(Things to do):
(1) Please copy the holiday gifts thread word for word, starting at "Bah humbug...." and ending at "til the holidays.".
(2) Write the next part of the holiday gifts thread, picking up after its last sentence.
Begin Source document
# Question Of The Week... (2022 week 43)



## ripjack13 (Oct 30, 2022)

There's a few holidays coming up that always have people looking for ideas to make. So, with that said, 
*What kind of projects do you make for holiday gifts?*




-------------------------------------------------------------------------------


**Rules**
There is no minimum post requirement,
primates, woodticks, wood spinners, and leprechauns are welcome to post an answer.
Let's go Astros!


----------



## 2feathers Creative Making (Oct 30, 2022)

I just make gifts as it strikes me. The gifts are not holiday related , just gifts that I think a friend or family might enjoy. Pens, storage boxes, slabs of lumber from the customer trees if they are interested...

Reactions: Like 4


----------



## duncsuss (Oct 30, 2022)

Kind of random (unless I know the person likes specific things or has a specific need.)

Reactions: Like 3 | Agree 1


----------



## woodtickgreg (Oct 30, 2022)

Bah humbug....

Reactions: Like 2 | Agree 1 | Funny 2 | Sincere 1


----------



## 2feathers Creative Making (Oct 30, 2022)

To clarify, I have never in my 40+ years set up a Christmas tree in my house nor did my parents. We also generally only got cake on birthdays while growing up. Ice cream happened when we had company. We grew up poor with an emphasis on family and the idea that if someone needed a gift, then why wait til the holidays.

Reactions: Like 3 | Sincere 1


----------



## Tom Smart (Oct 30, 2022)



Reactions: Like 5 | Way Cool 5


----------



## Mike1950 (Oct 30, 2022)

Boxes

Reactions: Like 3


----------



## Nature Man (Oct 30, 2022)

Kitchen utensils, bowls, cutting boards. Nothing this year as my shop is not up and running yet. Chuck

Reactions: Like 2


----------



## Tony (Oct 30, 2022)

It depends on the person, I don't decide "this year, I'm making pens for everyone". Different per person.

Reactions: Like 5


----------



## woodtickgreg (Oct 30, 2022)

I cook the meals and I always try to make that something special for all to enjoy. 
Handmade gifts come whenever throughout the year.
End Source document
Begin Data rows
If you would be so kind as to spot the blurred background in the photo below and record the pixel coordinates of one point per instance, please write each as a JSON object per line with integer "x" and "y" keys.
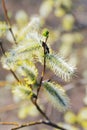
{"x": 66, "y": 21}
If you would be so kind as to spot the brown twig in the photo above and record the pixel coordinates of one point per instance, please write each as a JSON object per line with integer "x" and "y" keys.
{"x": 46, "y": 50}
{"x": 18, "y": 126}
{"x": 39, "y": 109}
{"x": 3, "y": 52}
{"x": 8, "y": 20}
{"x": 9, "y": 123}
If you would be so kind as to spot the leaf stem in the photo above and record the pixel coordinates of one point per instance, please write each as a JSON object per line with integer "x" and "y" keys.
{"x": 8, "y": 20}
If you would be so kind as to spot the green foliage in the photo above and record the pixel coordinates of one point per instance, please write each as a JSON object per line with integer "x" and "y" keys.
{"x": 59, "y": 66}
{"x": 3, "y": 28}
{"x": 23, "y": 57}
{"x": 57, "y": 95}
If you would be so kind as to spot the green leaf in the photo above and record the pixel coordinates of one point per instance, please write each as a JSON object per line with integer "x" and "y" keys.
{"x": 56, "y": 95}
{"x": 59, "y": 66}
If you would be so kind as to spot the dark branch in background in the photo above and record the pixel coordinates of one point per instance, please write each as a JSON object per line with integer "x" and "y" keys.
{"x": 8, "y": 20}
{"x": 18, "y": 126}
{"x": 3, "y": 52}
{"x": 34, "y": 99}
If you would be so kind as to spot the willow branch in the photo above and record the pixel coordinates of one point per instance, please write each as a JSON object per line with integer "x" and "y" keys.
{"x": 9, "y": 123}
{"x": 3, "y": 52}
{"x": 8, "y": 20}
{"x": 46, "y": 50}
{"x": 38, "y": 123}
{"x": 39, "y": 109}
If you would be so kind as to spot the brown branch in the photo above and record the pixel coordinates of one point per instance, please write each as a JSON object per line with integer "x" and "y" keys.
{"x": 3, "y": 52}
{"x": 8, "y": 20}
{"x": 39, "y": 109}
{"x": 32, "y": 124}
{"x": 46, "y": 50}
{"x": 9, "y": 123}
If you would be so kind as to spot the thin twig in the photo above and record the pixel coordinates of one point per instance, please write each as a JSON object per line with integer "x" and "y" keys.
{"x": 46, "y": 50}
{"x": 38, "y": 123}
{"x": 9, "y": 123}
{"x": 8, "y": 20}
{"x": 3, "y": 52}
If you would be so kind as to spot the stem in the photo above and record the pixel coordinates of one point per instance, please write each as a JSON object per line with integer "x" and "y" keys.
{"x": 3, "y": 52}
{"x": 38, "y": 123}
{"x": 9, "y": 123}
{"x": 32, "y": 124}
{"x": 46, "y": 50}
{"x": 8, "y": 20}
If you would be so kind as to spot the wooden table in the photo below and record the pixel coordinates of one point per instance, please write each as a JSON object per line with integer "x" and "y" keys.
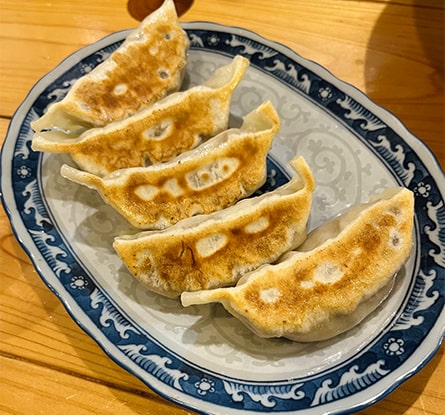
{"x": 393, "y": 51}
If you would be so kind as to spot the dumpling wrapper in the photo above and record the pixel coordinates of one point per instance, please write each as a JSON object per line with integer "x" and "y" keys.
{"x": 177, "y": 123}
{"x": 148, "y": 65}
{"x": 213, "y": 176}
{"x": 343, "y": 271}
{"x": 209, "y": 251}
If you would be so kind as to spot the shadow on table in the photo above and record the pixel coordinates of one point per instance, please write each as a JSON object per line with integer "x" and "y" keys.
{"x": 404, "y": 67}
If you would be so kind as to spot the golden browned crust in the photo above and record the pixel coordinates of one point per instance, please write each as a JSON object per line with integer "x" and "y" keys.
{"x": 213, "y": 176}
{"x": 148, "y": 65}
{"x": 157, "y": 133}
{"x": 215, "y": 250}
{"x": 307, "y": 294}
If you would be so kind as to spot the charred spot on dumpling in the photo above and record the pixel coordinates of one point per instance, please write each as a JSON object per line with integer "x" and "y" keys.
End Data rows
(Answers to the exercises):
(1)
Bah humbug....

Reactions: Like 2 | Agree 1 | Funny 2 | Sincere 1


----------



## 2feathers Creative Making (Oct 30, 2022)

To clarify, I have never in my 40+ years set up a Christmas tree in my house nor did my parents. We also generally only got cake on birthdays while growing up. Ice cream happened when we had company. We grew up poor with an emphasis on family and the idea that if someone needed a gift, then why wait til the holidays.

(2)
Reactions: Like 5 | Agree 1


----------



## Mr. Peet (Oct 30, 2022)

Tom Smart said:


> View attachment 233031
> 
> View attachment 233032


Picture 1: Huddled in the faceless masses if we just look closer we can recognize and connect with some more easily. Some have stripes to stand out, or to blend in. Some are simply stoned crying out for help. Looking closer we can see that things are not as cut and dry, nor black and white. Picture 2: Sometimes they are reaching out, asking for help, sometimes they are offering a warm embrace, and not the cold shoulder we often perceive.

Reactions: Like 2


----------



## trc65 (Oct 30, 2022)

I turn Christmas ornaments each year for everyone in the family (couples only get one), will be making 16+ this year. Have done snowmen, penguins, angels for displays, need another type figurine, or another style to make this year. Planning to make boxes for all the nieces/nephews. Christmas is also the time I empty out the shop of completed projects that I've done during the year. I also try to find a new project or kit I've not made before to give to a few. Nobody has complained yet that they have too many bowls, forms, etc so I'm probably good for a while yet.

Reactions: Like 3


----------



## Tom Smart (Oct 30, 2022)

Ahhh, OK(?)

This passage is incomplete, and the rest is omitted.